───── Blok Teks

Hujan mulai turun rerintik saat saya akhirnya memutuskan untuk membuat
tulisan ini. Dari jendela kamar, nampak beberapa anak tetangga yang tengah
asyik berlarian menuju rumah mereka, takut kebasahan. Beberapa dari mereka siang tadi kedengaran
terlibat konflik dan saling berkelahi. Namun sore ini, saya melihatnya kembali
saling melempar tawa di antara derap langkah menghindari hujan. Nampak ringan
sekali hidup mereka, ya? Kapan terakhir kali kita –orang (yang mengaku) dewasa
merasakan itu?
Ya, mungkin karena kompleksitas kehidupan yang tengah kita jalani membuat
kita memandang hidup ini menjadi serba ribet. Macam-macam tuntutan dari
masyarakat maupun dari diri kita sendiri tanpa sadar membuat kita menetapkan
banyak standar-standar yang terkadang justru membuat kita stress sendiri,
bahkan malah (sempat-sempatnya) ikut-ikutan stress melihat kehidupan orang
lain. Kita menyembunyikan air mata, kita mengaku baik-baik saja, kita memasang
wajah ceria meski sebenarnya tidak, bahkan kerap kali kita menjadi orang lain
karena berusaha untuk menyenangkan semua
orang –walaupun itu mustahil.
Padahal, it’s ok to be human.

──────────

## Rumusan Soal:
Mohon kutip kembali seluruh tulisan tentang hujan dan kehidupan orang dewasa di atas persis sama, tanpa mengubah satu kata pun. Materi berikut berdiri sendiri dan terpisah dari tulisan di atas.

───── Materi yang Diberikan

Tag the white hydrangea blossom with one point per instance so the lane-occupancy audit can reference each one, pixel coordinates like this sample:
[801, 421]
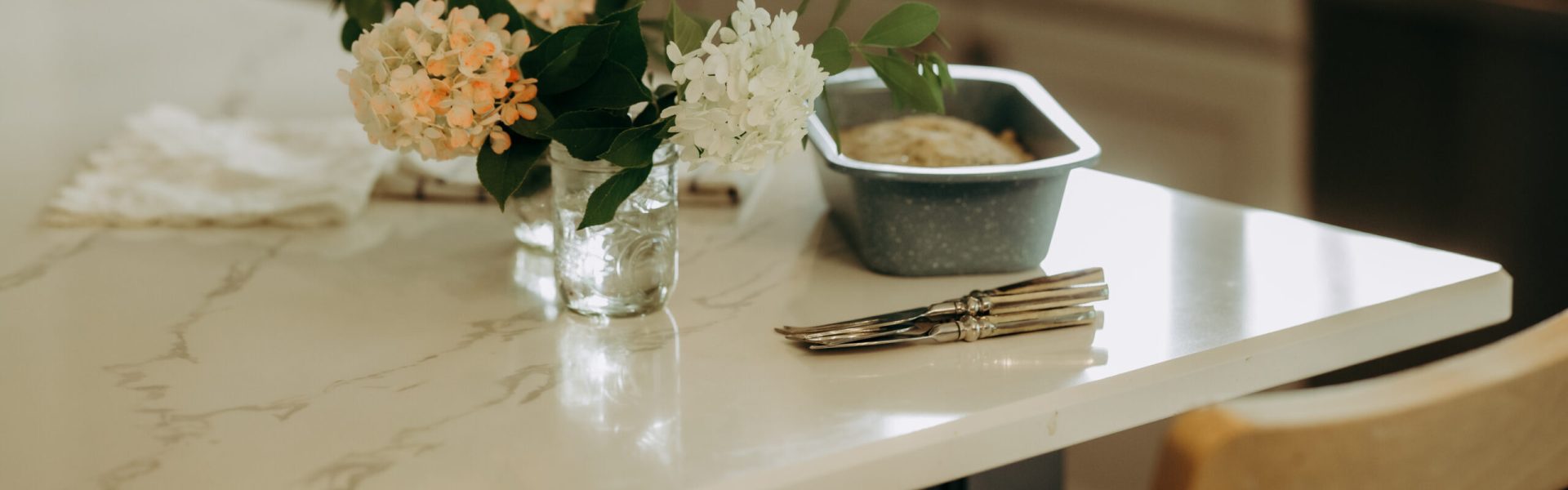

──────────

## Jawaban Tugas:
Hujan mulai turun rerintik saat saya akhirnya memutuskan untuk membuat
tulisan ini. Dari jendela kamar, nampak beberapa anak tetangga yang tengah
asyik berlarian menuju rumah mereka, takut kebasahan. Beberapa dari mereka siang tadi kedengaran
terlibat konflik dan saling berkelahi. Namun sore ini, saya melihatnya kembali
saling melempar tawa di antara derap langkah menghindari hujan. Nampak ringan
sekali hidup mereka, ya? Kapan terakhir kali kita –orang (yang mengaku) dewasa
merasakan itu?
Ya, mungkin karena kompleksitas kehidupan yang tengah kita jalani membuat
kita memandang hidup ini menjadi serba ribet. Macam-macam tuntutan dari
masyarakat maupun dari diri kita sendiri tanpa sadar membuat kita menetapkan
banyak standar-standar yang terkadang justru membuat kita stress sendiri,
bahkan malah (sempat-sempatnya) ikut-ikutan stress melihat kehidupan orang
lain. Kita menyembunyikan air mata, kita mengaku baik-baik saja, kita memasang
wajah ceria meski sebenarnya tidak, bahkan kerap kali kita menjadi orang lain
karena berusaha untuk menyenangkan semua
orang –walaupun itu mustahil.
Padahal, it’s ok to be human.